- [Working data]:
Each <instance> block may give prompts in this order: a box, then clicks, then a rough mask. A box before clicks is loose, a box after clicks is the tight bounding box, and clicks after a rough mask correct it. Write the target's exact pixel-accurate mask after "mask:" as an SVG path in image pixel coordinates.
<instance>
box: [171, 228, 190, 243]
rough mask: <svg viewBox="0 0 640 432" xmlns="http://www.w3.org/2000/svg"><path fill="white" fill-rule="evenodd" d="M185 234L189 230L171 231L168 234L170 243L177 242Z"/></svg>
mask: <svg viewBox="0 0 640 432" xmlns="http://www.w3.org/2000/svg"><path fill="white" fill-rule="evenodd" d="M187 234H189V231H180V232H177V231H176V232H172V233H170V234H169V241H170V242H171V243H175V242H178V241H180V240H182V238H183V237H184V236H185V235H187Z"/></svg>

...

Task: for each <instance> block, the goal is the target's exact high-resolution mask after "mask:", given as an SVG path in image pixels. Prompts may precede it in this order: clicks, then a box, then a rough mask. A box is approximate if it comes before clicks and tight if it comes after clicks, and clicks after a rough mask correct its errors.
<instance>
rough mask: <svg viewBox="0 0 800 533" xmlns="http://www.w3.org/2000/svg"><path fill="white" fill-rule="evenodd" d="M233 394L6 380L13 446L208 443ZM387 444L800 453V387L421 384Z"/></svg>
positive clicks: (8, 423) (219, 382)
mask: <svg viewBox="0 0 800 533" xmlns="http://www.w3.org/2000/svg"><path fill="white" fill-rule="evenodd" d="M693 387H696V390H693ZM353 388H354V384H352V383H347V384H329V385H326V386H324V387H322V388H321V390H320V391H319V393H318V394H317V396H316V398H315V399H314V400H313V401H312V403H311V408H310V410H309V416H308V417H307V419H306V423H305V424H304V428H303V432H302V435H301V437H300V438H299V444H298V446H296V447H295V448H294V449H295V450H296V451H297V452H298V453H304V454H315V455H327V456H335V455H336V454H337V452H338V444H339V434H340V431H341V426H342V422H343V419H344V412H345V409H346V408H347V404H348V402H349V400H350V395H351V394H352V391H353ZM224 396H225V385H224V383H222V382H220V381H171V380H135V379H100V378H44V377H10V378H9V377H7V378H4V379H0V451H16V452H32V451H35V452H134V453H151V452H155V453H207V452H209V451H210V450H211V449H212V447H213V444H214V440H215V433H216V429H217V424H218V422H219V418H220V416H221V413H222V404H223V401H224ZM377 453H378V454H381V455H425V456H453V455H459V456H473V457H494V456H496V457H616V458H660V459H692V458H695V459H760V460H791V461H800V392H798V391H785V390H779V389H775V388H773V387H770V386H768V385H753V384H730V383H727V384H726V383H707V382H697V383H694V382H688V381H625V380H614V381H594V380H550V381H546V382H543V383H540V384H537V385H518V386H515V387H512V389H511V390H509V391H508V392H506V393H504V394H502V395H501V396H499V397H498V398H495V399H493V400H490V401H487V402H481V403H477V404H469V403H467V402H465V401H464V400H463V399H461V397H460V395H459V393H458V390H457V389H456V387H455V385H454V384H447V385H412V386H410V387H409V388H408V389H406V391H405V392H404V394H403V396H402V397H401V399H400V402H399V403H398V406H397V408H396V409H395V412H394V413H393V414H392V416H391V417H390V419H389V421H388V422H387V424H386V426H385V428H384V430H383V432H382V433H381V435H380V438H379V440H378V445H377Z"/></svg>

...

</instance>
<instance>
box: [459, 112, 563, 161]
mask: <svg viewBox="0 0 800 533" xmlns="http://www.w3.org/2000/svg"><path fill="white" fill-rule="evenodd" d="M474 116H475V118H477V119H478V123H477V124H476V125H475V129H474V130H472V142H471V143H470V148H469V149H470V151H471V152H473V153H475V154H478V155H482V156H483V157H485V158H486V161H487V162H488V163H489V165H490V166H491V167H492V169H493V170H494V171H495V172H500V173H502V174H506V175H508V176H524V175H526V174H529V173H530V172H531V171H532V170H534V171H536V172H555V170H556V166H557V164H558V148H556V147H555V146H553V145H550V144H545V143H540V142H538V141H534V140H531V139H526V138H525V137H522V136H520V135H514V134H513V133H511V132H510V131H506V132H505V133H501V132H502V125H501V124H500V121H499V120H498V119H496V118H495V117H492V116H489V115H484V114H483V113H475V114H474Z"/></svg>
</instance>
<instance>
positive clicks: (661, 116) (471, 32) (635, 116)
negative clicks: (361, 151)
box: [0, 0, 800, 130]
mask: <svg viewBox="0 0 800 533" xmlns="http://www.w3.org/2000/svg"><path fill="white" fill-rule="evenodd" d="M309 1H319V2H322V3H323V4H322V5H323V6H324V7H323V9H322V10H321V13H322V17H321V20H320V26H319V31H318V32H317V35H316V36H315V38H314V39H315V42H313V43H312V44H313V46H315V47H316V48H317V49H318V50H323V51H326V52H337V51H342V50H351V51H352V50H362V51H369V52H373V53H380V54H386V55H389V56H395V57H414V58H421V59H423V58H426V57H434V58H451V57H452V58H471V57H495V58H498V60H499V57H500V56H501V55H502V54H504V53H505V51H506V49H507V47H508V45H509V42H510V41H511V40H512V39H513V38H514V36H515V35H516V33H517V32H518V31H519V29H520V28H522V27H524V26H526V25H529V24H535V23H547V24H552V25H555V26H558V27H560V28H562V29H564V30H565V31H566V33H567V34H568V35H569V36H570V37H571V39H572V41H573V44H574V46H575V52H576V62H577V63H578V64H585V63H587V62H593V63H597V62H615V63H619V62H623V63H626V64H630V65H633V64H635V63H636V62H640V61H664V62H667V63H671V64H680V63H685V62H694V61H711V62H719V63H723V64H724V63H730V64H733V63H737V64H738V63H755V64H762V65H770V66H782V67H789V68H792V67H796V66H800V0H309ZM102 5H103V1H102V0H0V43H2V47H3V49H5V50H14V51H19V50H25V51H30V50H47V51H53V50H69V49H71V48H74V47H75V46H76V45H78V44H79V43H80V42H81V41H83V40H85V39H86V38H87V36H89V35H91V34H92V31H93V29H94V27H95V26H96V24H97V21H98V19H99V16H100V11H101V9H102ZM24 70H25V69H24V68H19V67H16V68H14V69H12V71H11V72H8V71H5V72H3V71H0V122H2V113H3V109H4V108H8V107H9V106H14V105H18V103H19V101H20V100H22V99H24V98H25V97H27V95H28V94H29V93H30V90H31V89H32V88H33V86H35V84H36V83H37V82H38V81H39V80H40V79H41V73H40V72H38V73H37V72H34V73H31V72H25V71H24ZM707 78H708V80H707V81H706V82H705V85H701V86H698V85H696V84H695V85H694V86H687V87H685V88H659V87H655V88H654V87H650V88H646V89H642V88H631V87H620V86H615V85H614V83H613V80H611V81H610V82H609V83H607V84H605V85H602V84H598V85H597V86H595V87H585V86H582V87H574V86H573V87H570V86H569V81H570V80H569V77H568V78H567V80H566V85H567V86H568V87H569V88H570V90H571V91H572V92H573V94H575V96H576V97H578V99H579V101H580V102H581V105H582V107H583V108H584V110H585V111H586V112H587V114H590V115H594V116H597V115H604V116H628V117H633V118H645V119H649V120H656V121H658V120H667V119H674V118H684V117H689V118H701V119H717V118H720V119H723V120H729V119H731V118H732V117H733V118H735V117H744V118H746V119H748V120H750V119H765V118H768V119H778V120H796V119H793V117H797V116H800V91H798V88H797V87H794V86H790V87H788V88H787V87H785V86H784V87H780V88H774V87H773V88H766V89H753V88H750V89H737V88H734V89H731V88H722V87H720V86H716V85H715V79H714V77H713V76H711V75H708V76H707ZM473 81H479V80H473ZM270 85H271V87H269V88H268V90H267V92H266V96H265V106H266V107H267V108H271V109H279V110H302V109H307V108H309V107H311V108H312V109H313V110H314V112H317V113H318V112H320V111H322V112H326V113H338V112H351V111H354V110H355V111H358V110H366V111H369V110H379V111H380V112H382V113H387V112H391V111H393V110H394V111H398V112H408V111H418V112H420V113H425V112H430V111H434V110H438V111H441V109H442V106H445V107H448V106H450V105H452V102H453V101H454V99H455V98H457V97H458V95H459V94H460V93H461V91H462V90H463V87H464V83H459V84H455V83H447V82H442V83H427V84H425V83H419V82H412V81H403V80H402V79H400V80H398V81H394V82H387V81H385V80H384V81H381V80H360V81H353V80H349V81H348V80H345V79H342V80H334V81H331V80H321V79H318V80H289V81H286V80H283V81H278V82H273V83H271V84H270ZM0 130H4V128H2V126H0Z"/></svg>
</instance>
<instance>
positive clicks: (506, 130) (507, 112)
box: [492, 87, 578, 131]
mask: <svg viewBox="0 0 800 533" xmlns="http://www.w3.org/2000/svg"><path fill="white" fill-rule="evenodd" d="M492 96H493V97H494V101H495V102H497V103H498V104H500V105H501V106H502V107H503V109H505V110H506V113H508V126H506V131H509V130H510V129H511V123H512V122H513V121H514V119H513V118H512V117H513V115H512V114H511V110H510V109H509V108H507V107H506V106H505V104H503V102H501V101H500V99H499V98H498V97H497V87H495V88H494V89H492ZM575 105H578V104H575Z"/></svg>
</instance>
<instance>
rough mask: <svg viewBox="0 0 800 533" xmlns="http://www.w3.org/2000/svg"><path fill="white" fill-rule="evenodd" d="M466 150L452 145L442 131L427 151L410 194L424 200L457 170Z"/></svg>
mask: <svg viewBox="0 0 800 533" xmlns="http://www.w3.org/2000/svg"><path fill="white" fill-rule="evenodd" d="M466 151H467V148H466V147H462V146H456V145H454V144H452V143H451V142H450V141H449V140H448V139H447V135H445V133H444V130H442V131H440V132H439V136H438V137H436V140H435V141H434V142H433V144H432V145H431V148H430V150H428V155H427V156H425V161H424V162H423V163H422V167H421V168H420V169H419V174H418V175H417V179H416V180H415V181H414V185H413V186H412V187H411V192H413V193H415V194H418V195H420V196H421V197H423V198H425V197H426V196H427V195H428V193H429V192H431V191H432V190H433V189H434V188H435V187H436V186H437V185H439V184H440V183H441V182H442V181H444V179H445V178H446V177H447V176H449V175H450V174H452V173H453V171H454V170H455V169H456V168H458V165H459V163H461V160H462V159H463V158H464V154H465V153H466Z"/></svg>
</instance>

- [Problem details]:
Copy the lines of the material word for word, starting at the line that contains "Each <instance> block may" and ending at the line that contains "box: [171, 228, 190, 243]", with both of those lines included.

- [Task result]:
Each <instance> block may give prompts in this order: a box, then clicks, then a rough mask. A box before clicks is loose, a box after clicks is the tight bounding box, and clicks after a rough mask correct it. Write the target's exact pixel-accurate mask after "mask:" as an SVG path in image pixel coordinates.
<instance>
box: [171, 228, 190, 243]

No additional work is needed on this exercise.